** Start of Passage to read **
A library implementation of a system service is made up of a collection of functions that run completely in the user's task context. The primary advantage of the library implementation is that it reduces the number of tasks in the software. Decreasing the number of tasks reduces complexity and simplifies the scheduling behavior of the system. Because the service's functions run in many task contexts, the library has to be reentrant and thread-safe. If common resources are accessed from the library, semaphores might have to be used or interrupts locked for the short period of time that the common resources are accessed. This could cause calling tasks to block in the library or delay the operating system from rescheduling. This is the primary disadvantage of the library implementation.
Figure 4 shows an example of a library implementation. A network time service is implemented as a library that encapsulates the local time maintained by a real-time operating system. The “master” obtains the local time from the operating system through the service. It then broadcasts it across the network. Clients on the network receive the broadcast and update their local times using the service. When a subsystem on a client machine requires the current network time, it obtains it locally through the service.
The service can operate in many task contexts. The network message processing software delivers the received network time by calling a function that the service provides to set the local time. The service also runs in the task contexts of “customers” who read the local copy of the current network time. These clients invoke a function provided by the service to obtain the current time.
The service locks interrupts before retrieving other network information associated with the time such as whether the node is logged onto and synchronized with the network. This allows the service to be called from interrupt level. To keep from creating “jitter” in the local time, the broadcasts received from the master only update the local time if they differ by a specified amount.
The non-volatile memory manager discussed earlier was an example of the “asynchronous service” architecture (Figure 3). This architecture requires a unique task context for the service to execute. The service task runs only when it is processing user requests and allows the service to handle the requests in a non-blocking, asynchronous fashion. This is especially appealing when designers desire a data-driven architecture. It is also useful if the service must perform computation-intensive work. The part of the service that runs in the user's context can simply send a message to the service task containing the data to be operated upon. The service then performs the computation-intensive work in its own task context, at its assigned priority.
** End of Passage to read **
▶ [Required work]:
1. Write out the passage on system-service implementations between "The non-volatile memory" and "its assigned priority.", inclusive.
2. Extend the passage on system-service implementations, picking up directly after its final sentence.
The listing after this passage comes from an unrelated source.
** Start of Data shown **
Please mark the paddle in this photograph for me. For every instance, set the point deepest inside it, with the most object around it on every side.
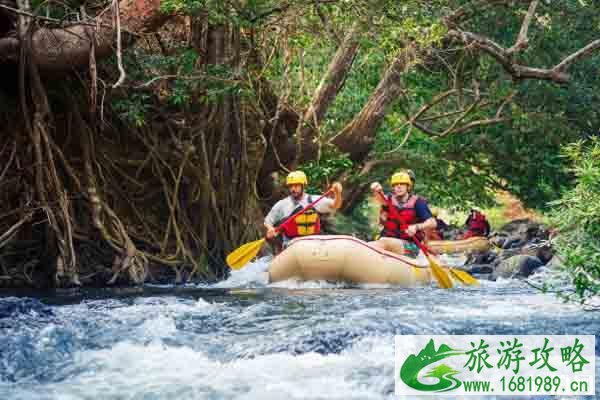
(462, 276)
(245, 253)
(438, 272)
** End of Data shown **
▶ [Outputs in order]:
1.
The non-volatile memory manager discussed earlier was an example of the “asynchronous service” architecture (Figure 3). This architecture requires a unique task context for the service to execute. The service task runs only when it is processing user requests and allows the service to handle the requests in a non-blocking, asynchronous fashion. This is especially appealing when designers desire a data-driven architecture. It is also useful if the service must perform computation-intensive work. The part of the service that runs in the user's context can simply send a message to the service task containing the data to be operated upon. The service then performs the computation-intensive work in its own task context, at its assigned priority.

2.
The callback architecture combines either of the two architectures discussed previously with a callback mechanism. Users submit requests to the service to be processed in an asynchronous manner. When the service completes its processing, it notifies the user through a callback function. Depending on the service, a user can register a callback function initially, or specify a callback when making a request. The callback architecture is especially suited for processing long-term asynchronous requests or handling unsolicited system events.
Note, however, that callbacks should be used sparingly. They add complexity to the system and can cause insidious bugs if used incorrectly. Callback systems are inherently susceptible to users passing bad callback pointers or writing ill-behaved callback functions.
Figure 5 shows a timer service implemented using the library architecture with callbacks. The user creates either a repeating or non-repeating timer that is maintained by the service. The service then manages hardware timers provided by the microprocessor. When the timer expires, the timer expiration ISR, which is part of the service, calls a function that the user registers when the timer is created. Most users will register a function that simply places a message into an appropriate message queue.
The callback architecture is combined with the asynchronous service architecture in Figure 6. A service throws mechanical relays that require a long period of time to actuate. Users queue requests that are processed serially by the relay thrower task. The task programs the hardware to throw the relay and to generate an interrupt when the hardware has completed. An ISR handles the hardware interrupt and queues a completion message to the relay thrower task. The task processes the completion message by invoking the user's callback function to notify the user that the relay has been thrown. The relay thrower task then processes the next request from its queue and programs the hardware to throw another relay.
Service with a smile
System services provide the critical foundation upon which complex systems are built. Well-conceived and executed system services promote modularity, flexibility, reliability, and portability through abstraction and encapsulation. As software systems become increasingly complex, ably designed system services provide a valuable tool to rapidly develop reliable software systems.
Steven Stolper is a software engineering manager at Broadcom's Carrier-Access Business Unit. Prior to Broadcom, he helped develop embedded IP-over-satellite networks. The victim of far too many “Star Trek” episodes, Stolper also designed flight software for NASA planetary spacecraft including the Mars Pathfinder Lander and Galileo Orbiter. His e-mail address is .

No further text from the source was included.